Your objective: When you reply, transcribe every line of the data below exactly.

Material shown:
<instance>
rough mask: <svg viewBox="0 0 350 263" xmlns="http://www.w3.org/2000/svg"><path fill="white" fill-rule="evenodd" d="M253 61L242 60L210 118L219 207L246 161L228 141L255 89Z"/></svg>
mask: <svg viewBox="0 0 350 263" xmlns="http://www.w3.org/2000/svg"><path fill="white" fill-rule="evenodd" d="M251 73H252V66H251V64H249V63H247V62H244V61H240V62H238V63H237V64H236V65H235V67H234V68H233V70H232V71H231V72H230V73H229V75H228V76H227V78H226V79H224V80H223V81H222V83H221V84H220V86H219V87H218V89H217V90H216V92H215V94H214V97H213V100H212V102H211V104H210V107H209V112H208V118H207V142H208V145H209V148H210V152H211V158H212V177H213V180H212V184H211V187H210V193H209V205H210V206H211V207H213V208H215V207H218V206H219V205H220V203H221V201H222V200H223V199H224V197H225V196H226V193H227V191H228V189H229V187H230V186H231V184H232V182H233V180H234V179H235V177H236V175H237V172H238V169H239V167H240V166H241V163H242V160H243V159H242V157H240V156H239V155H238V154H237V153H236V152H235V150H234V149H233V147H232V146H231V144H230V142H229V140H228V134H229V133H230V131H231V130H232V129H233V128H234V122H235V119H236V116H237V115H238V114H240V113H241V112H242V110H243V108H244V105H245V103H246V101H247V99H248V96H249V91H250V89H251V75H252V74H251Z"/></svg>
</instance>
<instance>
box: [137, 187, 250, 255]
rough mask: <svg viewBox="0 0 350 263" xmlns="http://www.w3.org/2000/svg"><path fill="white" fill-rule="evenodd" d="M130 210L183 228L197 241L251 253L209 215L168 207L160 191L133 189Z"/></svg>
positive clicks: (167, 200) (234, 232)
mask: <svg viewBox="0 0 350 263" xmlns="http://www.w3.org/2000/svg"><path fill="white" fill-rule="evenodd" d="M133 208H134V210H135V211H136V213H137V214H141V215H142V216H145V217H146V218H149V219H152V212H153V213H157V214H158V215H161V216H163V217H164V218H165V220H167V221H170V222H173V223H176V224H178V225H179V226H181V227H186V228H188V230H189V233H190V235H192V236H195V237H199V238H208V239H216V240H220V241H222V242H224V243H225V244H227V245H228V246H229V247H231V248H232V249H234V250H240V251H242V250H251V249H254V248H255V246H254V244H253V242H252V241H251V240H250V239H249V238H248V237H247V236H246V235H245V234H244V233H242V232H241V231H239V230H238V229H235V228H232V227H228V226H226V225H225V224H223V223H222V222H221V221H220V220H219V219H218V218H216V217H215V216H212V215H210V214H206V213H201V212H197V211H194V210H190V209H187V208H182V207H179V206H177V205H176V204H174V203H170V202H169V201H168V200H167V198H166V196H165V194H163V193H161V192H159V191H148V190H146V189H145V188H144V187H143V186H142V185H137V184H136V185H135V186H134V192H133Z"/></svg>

Written response:
<instance>
rough mask: <svg viewBox="0 0 350 263" xmlns="http://www.w3.org/2000/svg"><path fill="white" fill-rule="evenodd" d="M253 61L242 60L210 118L219 207L246 161L228 141L255 89Z"/></svg>
mask: <svg viewBox="0 0 350 263" xmlns="http://www.w3.org/2000/svg"><path fill="white" fill-rule="evenodd" d="M251 73H252V66H251V64H249V63H247V62H244V61H240V62H238V63H237V64H236V65H235V67H234V68H233V70H232V71H231V72H230V73H229V75H228V76H227V78H226V79H224V80H223V81H222V83H221V84H220V86H219V87H218V89H217V90H216V92H215V94H214V97H213V100H212V102H211V104H210V107H209V112H208V118H207V142H208V145H209V148H210V152H211V158H212V177H213V180H212V184H211V187H210V193H209V205H210V206H211V207H213V208H215V207H218V206H219V205H220V203H221V201H222V200H223V199H224V197H225V196H226V193H227V191H228V189H229V187H230V186H231V184H232V182H233V180H234V179H235V177H236V175H237V172H238V169H239V167H240V166H241V163H242V160H243V159H242V157H240V156H239V155H238V154H237V153H236V152H235V150H234V149H233V147H232V146H231V144H230V142H229V140H228V134H229V133H230V131H231V130H232V129H233V128H234V122H235V119H236V116H237V115H238V114H240V113H241V112H242V110H243V108H244V105H245V103H246V101H247V99H248V96H249V91H250V89H251V75H252V74H251Z"/></svg>
</instance>
<instance>
box: [137, 187, 250, 255]
rough mask: <svg viewBox="0 0 350 263" xmlns="http://www.w3.org/2000/svg"><path fill="white" fill-rule="evenodd" d="M130 210L183 228L197 241L251 253L209 215L168 207L160 191L133 189Z"/></svg>
positive clicks: (167, 200) (234, 232)
mask: <svg viewBox="0 0 350 263" xmlns="http://www.w3.org/2000/svg"><path fill="white" fill-rule="evenodd" d="M133 208H134V210H135V211H136V213H137V214H141V215H142V216H145V217H146V218H149V219H152V212H153V213H157V214H158V215H161V216H163V217H164V218H165V220H167V221H170V222H173V223H176V224H178V225H179V226H181V227H186V228H188V230H189V233H190V235H192V236H195V237H199V238H208V239H216V240H220V241H222V242H224V243H225V244H227V245H228V246H229V247H231V248H232V249H234V250H240V251H242V250H251V249H254V248H255V246H254V244H253V242H252V241H251V240H250V239H249V238H248V237H247V236H246V235H245V234H244V233H242V232H241V231H239V230H238V229H235V228H232V227H228V226H226V225H225V224H223V223H222V222H221V221H220V220H219V219H218V218H216V217H215V216H212V215H210V214H206V213H201V212H197V211H194V210H190V209H187V208H182V207H179V206H177V205H176V204H174V203H170V202H169V201H168V200H167V198H166V196H165V194H163V193H161V192H159V191H148V190H146V189H145V188H144V187H143V186H142V185H137V184H136V185H135V186H134V192H133Z"/></svg>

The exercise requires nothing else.